Exercise goal:
Extract every line of the listing below and repeat each one unchanged.

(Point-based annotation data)
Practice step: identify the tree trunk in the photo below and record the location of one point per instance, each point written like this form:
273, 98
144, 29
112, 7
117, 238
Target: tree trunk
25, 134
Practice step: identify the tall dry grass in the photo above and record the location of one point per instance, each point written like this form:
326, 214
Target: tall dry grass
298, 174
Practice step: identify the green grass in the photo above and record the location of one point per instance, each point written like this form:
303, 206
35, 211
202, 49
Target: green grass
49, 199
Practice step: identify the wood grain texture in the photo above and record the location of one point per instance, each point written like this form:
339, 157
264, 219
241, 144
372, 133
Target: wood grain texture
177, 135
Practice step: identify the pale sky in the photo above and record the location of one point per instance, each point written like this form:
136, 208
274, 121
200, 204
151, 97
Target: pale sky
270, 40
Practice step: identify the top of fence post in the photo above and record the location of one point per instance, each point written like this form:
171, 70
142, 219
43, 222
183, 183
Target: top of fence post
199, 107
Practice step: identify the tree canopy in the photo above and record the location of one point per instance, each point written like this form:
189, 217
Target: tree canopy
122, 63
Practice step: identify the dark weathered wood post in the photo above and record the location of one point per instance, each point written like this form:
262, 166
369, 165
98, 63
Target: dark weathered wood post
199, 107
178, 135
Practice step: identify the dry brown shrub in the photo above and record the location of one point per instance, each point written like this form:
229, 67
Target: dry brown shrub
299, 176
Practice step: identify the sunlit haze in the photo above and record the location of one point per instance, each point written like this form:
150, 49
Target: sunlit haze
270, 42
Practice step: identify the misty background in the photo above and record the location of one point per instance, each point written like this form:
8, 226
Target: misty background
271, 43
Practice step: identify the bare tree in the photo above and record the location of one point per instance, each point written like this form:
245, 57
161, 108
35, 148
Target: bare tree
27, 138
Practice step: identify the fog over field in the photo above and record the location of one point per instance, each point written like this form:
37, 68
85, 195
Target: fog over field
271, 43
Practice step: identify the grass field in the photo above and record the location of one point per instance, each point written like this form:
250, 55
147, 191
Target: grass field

Solution below:
Practice step: identify the tree trunk in the photo below and record the location of one point per instance, each point written like this form:
273, 98
144, 29
112, 7
117, 238
Target: tree trunk
25, 134
Practice step: identify the tall dry grass in the photo above and record the location of one point per instance, each point written like this form:
326, 214
Target: tall dry grass
298, 174
Practice step: identify the green grass in the photo above and record the location of one point per instance, each point written like this form:
303, 206
35, 211
202, 49
Target: green grass
49, 199
Practice step: identify the wood grain texture in the photo above and record the location of one point per instance, each point written like this form:
339, 157
264, 219
241, 144
372, 133
Target: wood grain texture
177, 135
Practice step: identify the pale sky in the photo above and record the location of one point per instance, each point written like this form:
136, 208
274, 121
200, 204
151, 97
Target: pale sky
270, 40
Practice step: identify the top of fence post in the photo above and record the location of one point per instance, each point written like this form:
171, 70
142, 219
43, 222
183, 183
Target: top of fence post
199, 107
Practice step: identify the tree canopy in the photo above and record the location of one point per instance, each point written like this form:
189, 217
Target: tree canopy
122, 63
Practice step: identify the dark weathered wood post in the photo above and record the location of one point per instance, each point written like this form:
262, 166
369, 165
98, 63
Target: dark weathered wood post
199, 107
178, 135
Practice step: identify the dry brown shrub in the photo above and record the location of one point per instance, each point written like this form:
229, 67
Target: dry brown shrub
299, 176
Practice step: identify the sunlit haze in the photo above and record the location of one point per instance, each point written like this form:
150, 49
Target: sunlit haze
270, 42
Practice step: identify the misty background in the photo above and record the location of one point per instance, each point written like this form:
8, 226
Target: misty background
271, 43
Practice step: identify the bare tree in the photo above and record the location of one point per instance, each point written like this form:
245, 57
161, 108
35, 148
Target: bare tree
27, 138
Practice step: identify the fog over field in the photo above and record the location of one point per instance, each point written like this form:
37, 68
85, 195
Target: fog over field
271, 43
Practice step: identify the grass field in the photo above and record the location of one point per instance, each point written like this form:
250, 55
147, 191
Target: grass field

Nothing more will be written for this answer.